■ Task description ■
Each line of the material below is to be written out exactly. Leave out any picture.

Top of Records to use

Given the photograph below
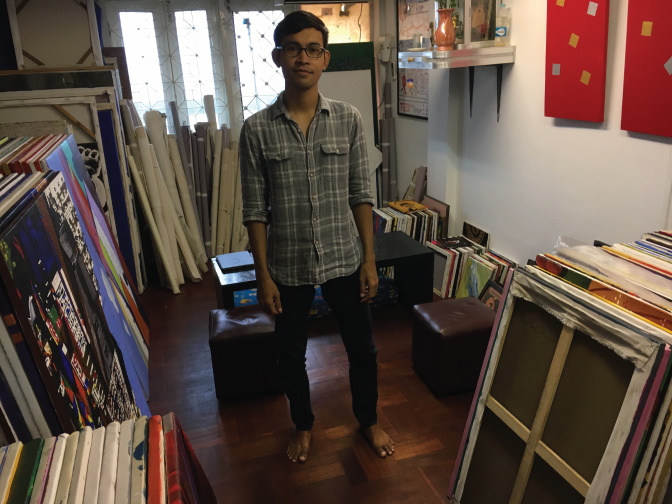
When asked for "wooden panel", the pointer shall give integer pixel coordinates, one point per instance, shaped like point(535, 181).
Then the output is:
point(587, 403)
point(562, 468)
point(506, 417)
point(525, 360)
point(542, 450)
point(497, 456)
point(542, 413)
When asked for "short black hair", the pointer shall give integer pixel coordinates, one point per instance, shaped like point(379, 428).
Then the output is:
point(298, 21)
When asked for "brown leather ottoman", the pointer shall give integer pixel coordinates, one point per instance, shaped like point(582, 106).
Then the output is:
point(243, 351)
point(450, 338)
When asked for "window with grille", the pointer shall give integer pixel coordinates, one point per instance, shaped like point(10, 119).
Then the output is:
point(260, 80)
point(174, 53)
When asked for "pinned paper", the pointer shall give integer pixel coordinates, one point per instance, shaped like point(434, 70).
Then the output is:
point(585, 77)
point(668, 66)
point(574, 40)
point(647, 26)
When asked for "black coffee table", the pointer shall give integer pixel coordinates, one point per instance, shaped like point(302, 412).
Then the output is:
point(413, 271)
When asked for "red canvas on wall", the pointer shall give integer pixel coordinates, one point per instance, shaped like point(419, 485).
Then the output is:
point(576, 59)
point(647, 88)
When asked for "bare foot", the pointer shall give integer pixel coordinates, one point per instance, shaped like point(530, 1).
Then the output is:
point(381, 443)
point(299, 445)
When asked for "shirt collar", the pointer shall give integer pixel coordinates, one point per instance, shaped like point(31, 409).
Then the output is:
point(278, 107)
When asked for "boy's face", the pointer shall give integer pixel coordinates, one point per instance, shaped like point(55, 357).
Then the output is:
point(301, 72)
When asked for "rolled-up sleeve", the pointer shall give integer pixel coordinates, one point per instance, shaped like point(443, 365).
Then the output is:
point(253, 177)
point(359, 189)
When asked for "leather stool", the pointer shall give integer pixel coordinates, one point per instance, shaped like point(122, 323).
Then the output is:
point(243, 351)
point(450, 338)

Bottom of Records to use

■ Your solution ■
Given the photograph below
When asked for "wooden panel", the pointer shall give integer pixel coordinates, one point per instance, shaped like point(535, 181).
Then the output is:
point(587, 403)
point(562, 468)
point(506, 417)
point(525, 360)
point(542, 450)
point(497, 456)
point(542, 413)
When asked for "short black hair", the pointer shall give integer pixel coordinates, one point per instance, shaped like point(379, 428).
Then the output is:
point(298, 21)
When asked for "brown leather ottoman", the pointer shall give integer pixel coordinates, one point per instance, shaped like point(582, 106).
Then the output is:
point(243, 351)
point(450, 338)
When asked for "window with grille", the pointer shall give integer pixel coordinates, one point per instance, shaped like point(10, 119).
Then the output is:
point(260, 80)
point(174, 53)
When asked for "pinned paper", the pointer shall give integer pixel coordinates, one point per instance, shaped like point(434, 70).
Then the output is:
point(585, 77)
point(668, 66)
point(574, 40)
point(647, 26)
When asked for "black coffee table", the pointer shall give integer pixel coordinates, one point per instance, shaped like point(302, 412).
Then the output is:
point(413, 271)
When asked for "red canvas on wall", the pointer shall give integer pixel coordinates, one point per instance, shaped like point(419, 485).
Then the output is:
point(576, 59)
point(647, 88)
When asked for "bare foot", the pointer shall give integer pixel coordinates, one point per instance, shaped like point(530, 1).
Then the output is:
point(381, 443)
point(299, 445)
When asked for "shirt collar", the pointer shall give integer pixel coordinates, one point per instance, shaped like point(31, 409).
Then the output is:
point(278, 107)
When asked for "boy's face", the pointer shall give integer pixel coordinates, one point per instance, shaped like point(55, 357).
Then the output is:
point(301, 72)
When asked for "rolled-up sleeve", the pointer shall give integer pixel coordinates, one point per instance, shaped like point(443, 365).
Then the output is:
point(253, 177)
point(359, 189)
When asked for "leather stool", the pointer shall give integer pixel coordinates, one point per instance, shaped like point(122, 323).
Then the output is:
point(243, 351)
point(450, 338)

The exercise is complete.